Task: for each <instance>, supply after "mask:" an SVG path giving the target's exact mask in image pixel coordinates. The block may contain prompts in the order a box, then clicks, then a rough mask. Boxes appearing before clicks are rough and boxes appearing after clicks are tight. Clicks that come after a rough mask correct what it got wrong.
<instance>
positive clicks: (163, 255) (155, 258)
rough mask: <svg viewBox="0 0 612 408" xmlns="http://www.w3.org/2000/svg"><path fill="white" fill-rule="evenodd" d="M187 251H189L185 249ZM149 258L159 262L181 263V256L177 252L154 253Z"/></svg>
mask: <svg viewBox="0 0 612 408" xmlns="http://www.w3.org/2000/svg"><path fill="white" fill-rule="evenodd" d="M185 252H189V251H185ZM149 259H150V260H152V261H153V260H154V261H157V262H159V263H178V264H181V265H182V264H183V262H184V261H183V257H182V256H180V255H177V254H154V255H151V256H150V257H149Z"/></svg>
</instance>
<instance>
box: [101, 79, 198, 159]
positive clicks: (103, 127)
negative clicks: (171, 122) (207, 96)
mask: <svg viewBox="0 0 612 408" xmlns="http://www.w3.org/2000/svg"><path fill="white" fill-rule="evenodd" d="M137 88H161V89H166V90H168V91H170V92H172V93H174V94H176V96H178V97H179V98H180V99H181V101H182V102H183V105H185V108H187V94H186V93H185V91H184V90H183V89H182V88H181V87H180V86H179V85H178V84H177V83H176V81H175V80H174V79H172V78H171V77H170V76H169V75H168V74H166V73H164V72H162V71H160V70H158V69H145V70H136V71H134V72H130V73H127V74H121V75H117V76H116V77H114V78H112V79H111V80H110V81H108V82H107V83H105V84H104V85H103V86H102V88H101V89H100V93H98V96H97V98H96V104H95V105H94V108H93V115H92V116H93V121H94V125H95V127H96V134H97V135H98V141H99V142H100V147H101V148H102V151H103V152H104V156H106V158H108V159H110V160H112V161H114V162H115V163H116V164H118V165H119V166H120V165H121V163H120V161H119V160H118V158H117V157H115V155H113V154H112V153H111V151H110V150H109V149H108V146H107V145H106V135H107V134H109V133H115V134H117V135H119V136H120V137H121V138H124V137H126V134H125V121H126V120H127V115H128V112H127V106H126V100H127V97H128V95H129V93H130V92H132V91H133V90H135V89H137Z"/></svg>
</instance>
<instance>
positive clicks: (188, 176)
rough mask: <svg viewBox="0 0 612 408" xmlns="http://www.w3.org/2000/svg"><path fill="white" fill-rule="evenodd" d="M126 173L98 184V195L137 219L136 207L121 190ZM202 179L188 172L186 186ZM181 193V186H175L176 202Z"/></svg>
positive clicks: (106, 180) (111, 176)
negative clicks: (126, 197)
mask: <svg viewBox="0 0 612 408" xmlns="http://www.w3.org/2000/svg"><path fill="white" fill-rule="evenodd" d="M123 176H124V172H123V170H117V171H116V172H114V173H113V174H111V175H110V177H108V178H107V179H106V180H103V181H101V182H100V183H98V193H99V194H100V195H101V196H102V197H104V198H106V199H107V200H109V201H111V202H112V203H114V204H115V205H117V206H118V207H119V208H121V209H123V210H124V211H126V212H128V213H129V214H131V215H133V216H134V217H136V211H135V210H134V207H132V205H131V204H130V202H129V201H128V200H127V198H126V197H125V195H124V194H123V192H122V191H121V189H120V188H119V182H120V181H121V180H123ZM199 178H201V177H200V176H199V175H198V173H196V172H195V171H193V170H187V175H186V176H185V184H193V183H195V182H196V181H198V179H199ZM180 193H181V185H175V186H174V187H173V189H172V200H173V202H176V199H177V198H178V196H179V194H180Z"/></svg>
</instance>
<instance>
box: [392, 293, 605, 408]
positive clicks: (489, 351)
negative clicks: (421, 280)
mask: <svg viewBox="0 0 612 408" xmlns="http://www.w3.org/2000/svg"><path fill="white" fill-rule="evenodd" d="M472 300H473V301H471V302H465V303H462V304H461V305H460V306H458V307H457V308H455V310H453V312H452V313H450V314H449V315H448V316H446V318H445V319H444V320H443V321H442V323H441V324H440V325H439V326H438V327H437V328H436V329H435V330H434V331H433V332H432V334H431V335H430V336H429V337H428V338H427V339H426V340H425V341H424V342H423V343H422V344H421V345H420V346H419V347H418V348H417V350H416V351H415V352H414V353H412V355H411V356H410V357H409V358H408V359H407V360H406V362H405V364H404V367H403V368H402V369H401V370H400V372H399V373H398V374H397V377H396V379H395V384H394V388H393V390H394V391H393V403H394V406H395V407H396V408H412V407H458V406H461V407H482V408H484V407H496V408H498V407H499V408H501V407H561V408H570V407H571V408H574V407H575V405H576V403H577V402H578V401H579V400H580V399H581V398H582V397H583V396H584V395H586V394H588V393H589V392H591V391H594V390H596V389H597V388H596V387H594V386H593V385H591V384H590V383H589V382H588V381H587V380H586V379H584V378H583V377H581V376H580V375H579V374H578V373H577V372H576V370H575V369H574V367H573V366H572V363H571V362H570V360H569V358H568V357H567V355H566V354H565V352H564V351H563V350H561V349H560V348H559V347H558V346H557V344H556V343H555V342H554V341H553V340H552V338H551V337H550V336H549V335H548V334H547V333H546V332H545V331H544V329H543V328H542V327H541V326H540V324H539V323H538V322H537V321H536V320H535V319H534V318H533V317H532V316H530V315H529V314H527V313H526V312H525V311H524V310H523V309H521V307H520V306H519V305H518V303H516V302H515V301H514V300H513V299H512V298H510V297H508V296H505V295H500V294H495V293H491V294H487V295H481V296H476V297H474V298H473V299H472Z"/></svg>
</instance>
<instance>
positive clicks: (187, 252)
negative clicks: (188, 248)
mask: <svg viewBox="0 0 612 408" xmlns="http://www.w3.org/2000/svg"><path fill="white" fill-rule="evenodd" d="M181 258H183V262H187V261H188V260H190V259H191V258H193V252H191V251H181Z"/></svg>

● ● ● ● ● ● ●

EXERCISE INSTRUCTIONS: Show every line from the entries that includes the word "positive".

ANSWER BELOW:
positive clicks: (163, 255) (155, 258)
positive clicks: (103, 127)
positive clicks: (188, 176)
positive clicks: (106, 180) (111, 176)
positive clicks: (489, 351)
positive clicks: (187, 252)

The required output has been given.